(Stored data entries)

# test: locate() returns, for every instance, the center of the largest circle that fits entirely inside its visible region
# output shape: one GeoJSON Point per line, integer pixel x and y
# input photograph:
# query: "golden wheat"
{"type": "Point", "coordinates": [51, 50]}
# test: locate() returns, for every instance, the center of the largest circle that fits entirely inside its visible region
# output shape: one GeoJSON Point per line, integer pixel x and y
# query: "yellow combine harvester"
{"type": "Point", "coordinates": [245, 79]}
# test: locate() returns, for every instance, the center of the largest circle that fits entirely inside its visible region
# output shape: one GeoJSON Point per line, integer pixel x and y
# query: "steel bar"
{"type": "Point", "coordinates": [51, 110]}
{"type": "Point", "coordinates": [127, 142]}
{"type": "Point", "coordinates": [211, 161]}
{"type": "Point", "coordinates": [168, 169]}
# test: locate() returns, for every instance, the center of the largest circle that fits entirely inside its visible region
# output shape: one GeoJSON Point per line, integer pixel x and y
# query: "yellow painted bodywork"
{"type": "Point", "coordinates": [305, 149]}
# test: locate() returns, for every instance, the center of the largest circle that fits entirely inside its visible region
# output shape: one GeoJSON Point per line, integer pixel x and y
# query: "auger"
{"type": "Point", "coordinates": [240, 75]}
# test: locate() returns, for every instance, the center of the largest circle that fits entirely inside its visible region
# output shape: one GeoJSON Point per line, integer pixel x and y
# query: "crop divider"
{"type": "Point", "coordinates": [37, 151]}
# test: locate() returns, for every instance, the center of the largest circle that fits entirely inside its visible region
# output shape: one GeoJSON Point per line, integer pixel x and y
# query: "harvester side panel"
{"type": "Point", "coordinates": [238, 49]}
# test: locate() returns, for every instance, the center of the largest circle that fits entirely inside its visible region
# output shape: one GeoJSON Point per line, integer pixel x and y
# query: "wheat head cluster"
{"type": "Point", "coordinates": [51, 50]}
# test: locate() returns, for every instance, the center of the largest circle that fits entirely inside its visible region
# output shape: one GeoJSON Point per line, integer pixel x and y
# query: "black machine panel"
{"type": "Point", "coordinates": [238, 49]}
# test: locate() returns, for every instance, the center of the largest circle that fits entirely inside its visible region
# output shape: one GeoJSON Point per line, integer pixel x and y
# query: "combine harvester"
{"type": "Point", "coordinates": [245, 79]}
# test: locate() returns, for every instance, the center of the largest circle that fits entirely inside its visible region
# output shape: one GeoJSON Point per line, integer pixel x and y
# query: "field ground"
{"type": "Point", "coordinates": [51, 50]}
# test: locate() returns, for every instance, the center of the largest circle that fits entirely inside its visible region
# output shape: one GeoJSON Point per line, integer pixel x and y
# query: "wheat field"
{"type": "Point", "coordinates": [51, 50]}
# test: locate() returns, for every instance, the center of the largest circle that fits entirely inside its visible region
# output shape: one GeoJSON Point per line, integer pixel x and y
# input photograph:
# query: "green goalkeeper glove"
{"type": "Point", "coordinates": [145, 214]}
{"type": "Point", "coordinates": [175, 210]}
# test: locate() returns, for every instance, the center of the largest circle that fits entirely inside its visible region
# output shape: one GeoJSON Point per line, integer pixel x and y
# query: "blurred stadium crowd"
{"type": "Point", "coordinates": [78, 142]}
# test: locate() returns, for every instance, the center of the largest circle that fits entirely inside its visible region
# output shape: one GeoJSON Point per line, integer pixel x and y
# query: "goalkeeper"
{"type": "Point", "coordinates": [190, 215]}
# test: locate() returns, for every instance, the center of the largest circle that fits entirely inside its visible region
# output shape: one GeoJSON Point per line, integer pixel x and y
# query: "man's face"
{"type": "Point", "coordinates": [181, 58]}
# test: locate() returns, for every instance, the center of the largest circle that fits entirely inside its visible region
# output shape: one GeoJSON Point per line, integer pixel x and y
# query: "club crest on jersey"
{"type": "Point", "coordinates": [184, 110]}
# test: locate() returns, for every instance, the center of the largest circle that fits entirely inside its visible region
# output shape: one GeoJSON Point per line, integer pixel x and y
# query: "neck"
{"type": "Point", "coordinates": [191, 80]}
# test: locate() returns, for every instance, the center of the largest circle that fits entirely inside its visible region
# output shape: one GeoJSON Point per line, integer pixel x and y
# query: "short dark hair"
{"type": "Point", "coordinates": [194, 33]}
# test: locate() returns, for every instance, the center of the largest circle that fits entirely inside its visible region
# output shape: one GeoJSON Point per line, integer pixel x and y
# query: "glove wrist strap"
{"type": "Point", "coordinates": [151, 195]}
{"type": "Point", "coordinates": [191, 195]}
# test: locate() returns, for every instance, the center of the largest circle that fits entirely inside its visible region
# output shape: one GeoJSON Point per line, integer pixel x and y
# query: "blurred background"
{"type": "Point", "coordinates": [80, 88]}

▶ _Your task_: Repeat every entry exactly, please.

▶ _Answer space_:
# test: locate() returns, for every instance, the center of the largest circle that fits entirely inside its visible region
# output shape: one GeoJSON Point per line, integer pixel x and y
# input photograph:
# query: "golden wheat"
{"type": "Point", "coordinates": [51, 50]}
# test: locate() returns, for every instance, the center of the largest circle that fits entirely inside its visible region
# output shape: one GeoJSON Point per line, integer pixel x and y
# query: "yellow combine harvester"
{"type": "Point", "coordinates": [245, 79]}
# test: locate() returns, for every instance, the center of the largest circle that fits entirely inside its visible region
# output shape: one GeoJSON Point per line, integer pixel x and y
# query: "steel bar"
{"type": "Point", "coordinates": [51, 110]}
{"type": "Point", "coordinates": [127, 142]}
{"type": "Point", "coordinates": [211, 161]}
{"type": "Point", "coordinates": [168, 169]}
# test: locate() returns, for every instance, the center of the largest circle that fits entirely inside its visible region
# output shape: one GeoJSON Point per line, integer pixel x and y
# query: "yellow painted bodywork"
{"type": "Point", "coordinates": [305, 149]}
# test: locate() returns, for every instance, the center of the largest circle that fits entirely inside its visible region
# output shape: one GeoJSON Point per line, integer pixel x and y
# query: "auger"
{"type": "Point", "coordinates": [240, 75]}
# test: locate() returns, for every instance, the center of the largest circle that fits entirely inside its visible region
# output shape: one GeoJSON Point per line, integer pixel x and y
# query: "crop divider"
{"type": "Point", "coordinates": [37, 151]}
# test: locate() returns, for every instance, the center of the largest circle that fits entirely inside its visible region
# output shape: one GeoJSON Point per line, integer pixel x and y
# query: "harvester side panel"
{"type": "Point", "coordinates": [238, 49]}
# test: locate() returns, for every instance, the center of the largest circle that fits entirely inside its visible region
# output shape: one GeoJSON Point per line, integer pixel x and y
# query: "wheat head cluster"
{"type": "Point", "coordinates": [51, 50]}
# test: locate() returns, for every instance, the center of the largest circle that fits entirely inside its visible region
# output shape: one GeoJSON Point per line, integer pixel x and y
# query: "black machine panel"
{"type": "Point", "coordinates": [238, 49]}
# test: locate() returns, for every instance, the center of the largest circle that fits entirely inside its visible region
# output shape: one GeoJSON Point per line, integer pixel x and y
# query: "combine harvester"
{"type": "Point", "coordinates": [245, 79]}
# test: locate() returns, for every instance, the center of the largest circle that fits entirely inside its visible region
# output shape: one GeoJSON Point per line, integer pixel x and y
# query: "field ground"
{"type": "Point", "coordinates": [51, 50]}
# test: locate() returns, for every instance, the center of the largest circle that fits entirely inside its visible region
# output shape: one GeoJSON Point per line, integer pixel x and y
# query: "wheat field"
{"type": "Point", "coordinates": [51, 50]}
# test: locate() returns, for every instance, the center of the largest circle that fits entirely inside its visible region
# output shape: one GeoJSON Point per line, integer pixel x and y
# input photograph:
# query: "green goalkeeper glove"
{"type": "Point", "coordinates": [145, 214]}
{"type": "Point", "coordinates": [175, 210]}
# test: locate() returns, for every instance, the center of the largest circle that fits entirely inside its visible region
# output shape: one GeoJSON Point per line, integer pixel x and y
# query: "blurred stadium crowd"
{"type": "Point", "coordinates": [78, 142]}
# test: locate() returns, for every instance, the center of the largest circle that fits entirely inside its visible region
# output shape: one GeoJSON Point per line, integer pixel x and y
# query: "goalkeeper"
{"type": "Point", "coordinates": [190, 215]}
# test: locate() returns, for every instance, the center of the largest circle that fits entirely inside its visible region
# output shape: one GeoJSON Point per line, integer pixel x and y
# query: "man's face"
{"type": "Point", "coordinates": [181, 58]}
# test: locate() returns, for every instance, the center of the largest circle that fits entirely inside its visible region
# output shape: one GeoJSON Point per line, integer pixel x and y
# query: "club crest on jersey"
{"type": "Point", "coordinates": [184, 110]}
# test: locate() returns, for every instance, the center of the largest circle that fits entirely inside its visible region
# output shape: one GeoJSON Point per line, integer pixel x and y
# query: "neck"
{"type": "Point", "coordinates": [191, 80]}
# test: locate() returns, for every instance, the center of the largest circle that fits entirely inside its visible region
# output shape: one GeoJSON Point per line, integer pixel x and y
# query: "short dark hair"
{"type": "Point", "coordinates": [194, 33]}
# test: locate() returns, for every instance, the center of the largest circle that fits entirely inside its visible region
# output shape: one GeoJSON Point per line, integer pixel x and y
# query: "glove wrist strap"
{"type": "Point", "coordinates": [151, 195]}
{"type": "Point", "coordinates": [191, 195]}
# test: locate() returns, for every instance, the center of the largest circle that fits entirely inside its visible region
# output shape: one GeoJSON Point per line, integer pixel x and y
# query: "blurred background"
{"type": "Point", "coordinates": [80, 88]}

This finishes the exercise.